(Records shown Opens)

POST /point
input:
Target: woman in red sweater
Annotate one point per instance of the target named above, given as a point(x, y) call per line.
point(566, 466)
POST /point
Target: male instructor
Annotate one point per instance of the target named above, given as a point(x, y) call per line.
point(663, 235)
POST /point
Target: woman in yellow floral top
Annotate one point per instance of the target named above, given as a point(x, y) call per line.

(Records shown Closes)
(Records shown Opens)

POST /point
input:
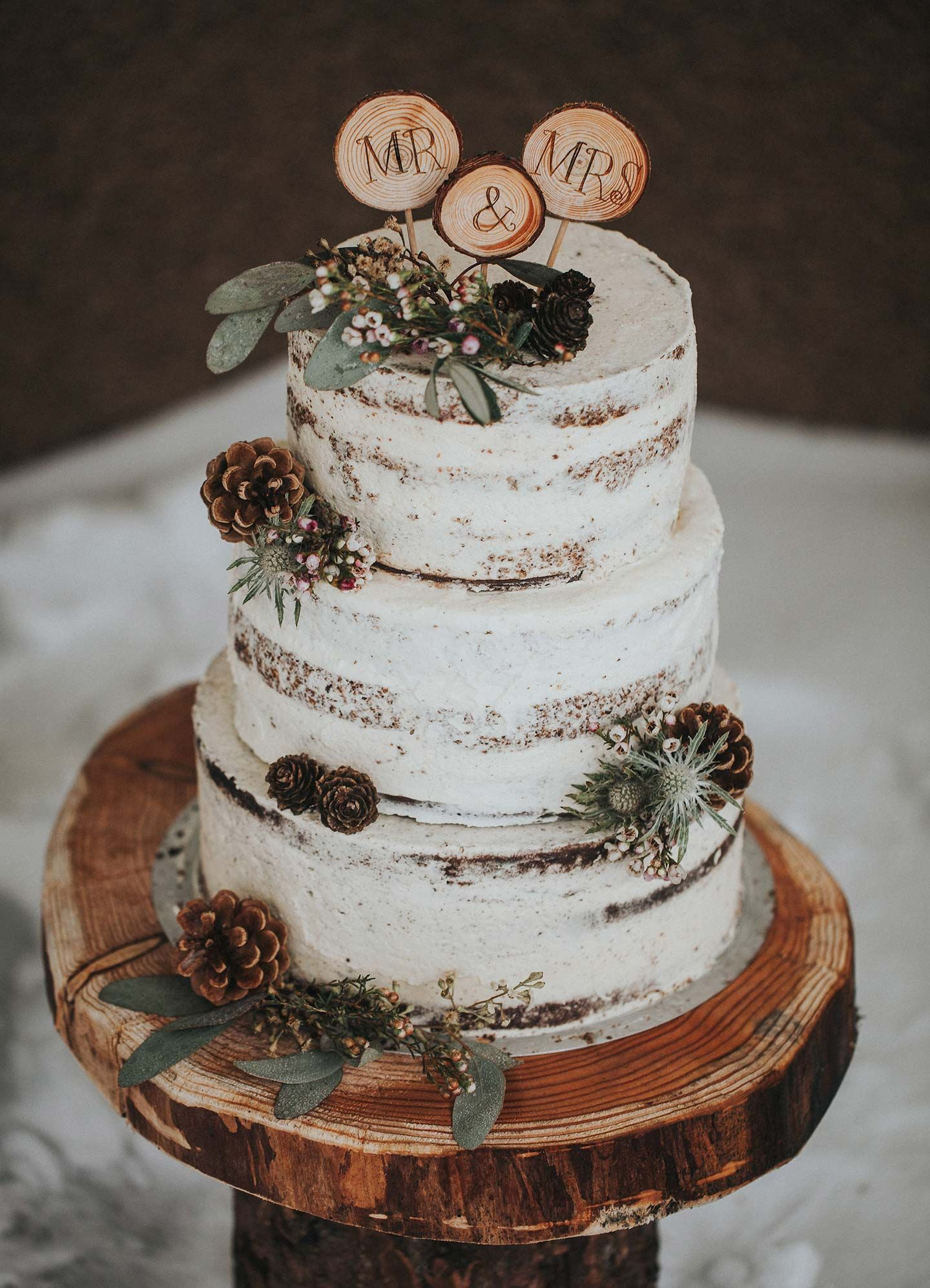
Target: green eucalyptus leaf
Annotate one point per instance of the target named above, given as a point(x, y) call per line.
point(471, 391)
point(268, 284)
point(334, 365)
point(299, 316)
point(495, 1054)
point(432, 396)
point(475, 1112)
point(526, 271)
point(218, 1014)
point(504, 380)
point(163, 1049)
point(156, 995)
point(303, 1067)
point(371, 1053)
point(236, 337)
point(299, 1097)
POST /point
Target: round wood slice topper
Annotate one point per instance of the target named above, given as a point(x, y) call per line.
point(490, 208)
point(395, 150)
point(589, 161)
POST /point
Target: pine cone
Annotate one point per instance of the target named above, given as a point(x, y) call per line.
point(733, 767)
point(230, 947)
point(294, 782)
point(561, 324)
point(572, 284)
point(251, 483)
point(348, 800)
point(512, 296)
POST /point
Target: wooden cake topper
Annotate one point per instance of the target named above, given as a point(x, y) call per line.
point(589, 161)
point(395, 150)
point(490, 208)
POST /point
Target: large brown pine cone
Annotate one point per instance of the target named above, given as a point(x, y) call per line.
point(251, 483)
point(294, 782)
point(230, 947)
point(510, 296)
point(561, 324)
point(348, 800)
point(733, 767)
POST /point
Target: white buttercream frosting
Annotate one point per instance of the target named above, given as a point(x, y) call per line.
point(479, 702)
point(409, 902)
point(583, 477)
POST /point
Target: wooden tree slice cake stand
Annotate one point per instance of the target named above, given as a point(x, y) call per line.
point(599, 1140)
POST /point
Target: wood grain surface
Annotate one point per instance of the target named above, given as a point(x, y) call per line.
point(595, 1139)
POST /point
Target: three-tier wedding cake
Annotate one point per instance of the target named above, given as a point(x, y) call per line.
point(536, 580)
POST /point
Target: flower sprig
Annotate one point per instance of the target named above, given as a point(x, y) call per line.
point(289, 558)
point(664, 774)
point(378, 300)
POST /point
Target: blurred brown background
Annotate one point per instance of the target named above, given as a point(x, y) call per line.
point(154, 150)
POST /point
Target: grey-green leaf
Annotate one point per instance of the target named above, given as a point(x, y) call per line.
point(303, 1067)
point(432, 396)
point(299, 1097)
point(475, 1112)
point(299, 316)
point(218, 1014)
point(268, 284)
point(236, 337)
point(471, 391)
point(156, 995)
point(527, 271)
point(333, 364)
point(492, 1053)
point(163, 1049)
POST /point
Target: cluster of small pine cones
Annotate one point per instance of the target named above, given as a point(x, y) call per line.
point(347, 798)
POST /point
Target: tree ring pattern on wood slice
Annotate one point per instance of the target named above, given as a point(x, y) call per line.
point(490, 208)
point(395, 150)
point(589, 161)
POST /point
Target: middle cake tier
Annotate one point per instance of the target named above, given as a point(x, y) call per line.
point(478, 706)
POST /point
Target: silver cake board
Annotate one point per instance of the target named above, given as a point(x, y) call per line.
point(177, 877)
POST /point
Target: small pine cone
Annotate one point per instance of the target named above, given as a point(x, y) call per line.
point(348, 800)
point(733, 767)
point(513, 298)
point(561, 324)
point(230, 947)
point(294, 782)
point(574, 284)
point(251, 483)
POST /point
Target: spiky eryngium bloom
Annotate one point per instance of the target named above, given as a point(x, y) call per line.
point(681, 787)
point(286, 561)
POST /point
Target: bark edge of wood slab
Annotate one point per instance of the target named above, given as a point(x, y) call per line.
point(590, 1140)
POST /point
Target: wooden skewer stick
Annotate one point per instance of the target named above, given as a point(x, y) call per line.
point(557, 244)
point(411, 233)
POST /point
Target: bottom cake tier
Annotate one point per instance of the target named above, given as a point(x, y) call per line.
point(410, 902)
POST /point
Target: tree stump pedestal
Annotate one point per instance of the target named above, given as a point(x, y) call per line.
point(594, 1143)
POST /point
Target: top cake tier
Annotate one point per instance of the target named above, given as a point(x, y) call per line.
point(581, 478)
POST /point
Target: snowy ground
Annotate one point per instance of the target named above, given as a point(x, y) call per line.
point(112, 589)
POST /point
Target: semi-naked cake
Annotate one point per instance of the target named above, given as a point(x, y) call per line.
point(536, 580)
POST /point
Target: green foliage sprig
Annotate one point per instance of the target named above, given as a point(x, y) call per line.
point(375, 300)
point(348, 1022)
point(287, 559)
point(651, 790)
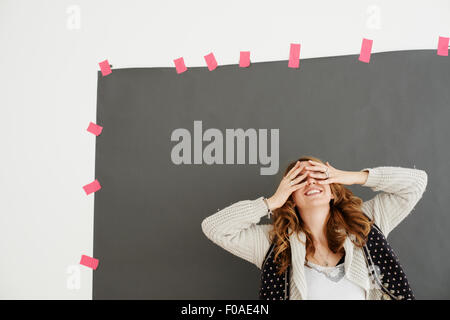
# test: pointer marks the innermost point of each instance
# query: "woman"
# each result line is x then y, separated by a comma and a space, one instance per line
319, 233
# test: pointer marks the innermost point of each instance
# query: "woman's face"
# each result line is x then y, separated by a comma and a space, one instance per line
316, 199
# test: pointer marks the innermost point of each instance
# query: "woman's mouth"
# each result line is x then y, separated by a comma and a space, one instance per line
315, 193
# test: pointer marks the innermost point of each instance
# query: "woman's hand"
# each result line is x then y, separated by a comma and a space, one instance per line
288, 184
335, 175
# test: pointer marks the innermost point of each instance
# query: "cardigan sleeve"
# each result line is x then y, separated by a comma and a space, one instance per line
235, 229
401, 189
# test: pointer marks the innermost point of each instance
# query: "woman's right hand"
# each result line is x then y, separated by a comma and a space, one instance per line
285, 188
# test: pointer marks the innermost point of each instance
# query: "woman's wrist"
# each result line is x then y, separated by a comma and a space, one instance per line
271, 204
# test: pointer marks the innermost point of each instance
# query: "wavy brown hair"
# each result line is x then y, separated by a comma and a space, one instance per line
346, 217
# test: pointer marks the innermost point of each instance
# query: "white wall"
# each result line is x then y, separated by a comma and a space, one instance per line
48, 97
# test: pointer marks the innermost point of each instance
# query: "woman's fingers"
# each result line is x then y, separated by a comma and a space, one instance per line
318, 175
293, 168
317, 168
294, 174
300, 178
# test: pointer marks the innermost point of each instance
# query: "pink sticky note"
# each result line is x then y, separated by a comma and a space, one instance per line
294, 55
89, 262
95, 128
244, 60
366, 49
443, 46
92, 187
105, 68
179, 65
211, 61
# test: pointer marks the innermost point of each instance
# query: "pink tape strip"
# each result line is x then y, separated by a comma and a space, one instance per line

(Records shown Closes)

*Task to complete*
Find every line of the data that includes the string "query". Copy each of those lines.

*Result of this exercise*
# query: "woman"
# query: "woman's face"
# query: "woman's mouth"
# query: "woman's hand"
# query: "cardigan sleeve"
# query: "woman's right hand"
# query: "woman's wrist"
# query: "wavy brown hair"
# query: "white wall"
# query: "woman's fingers"
# query: "pink sticky note"
# query: "pink tape strip"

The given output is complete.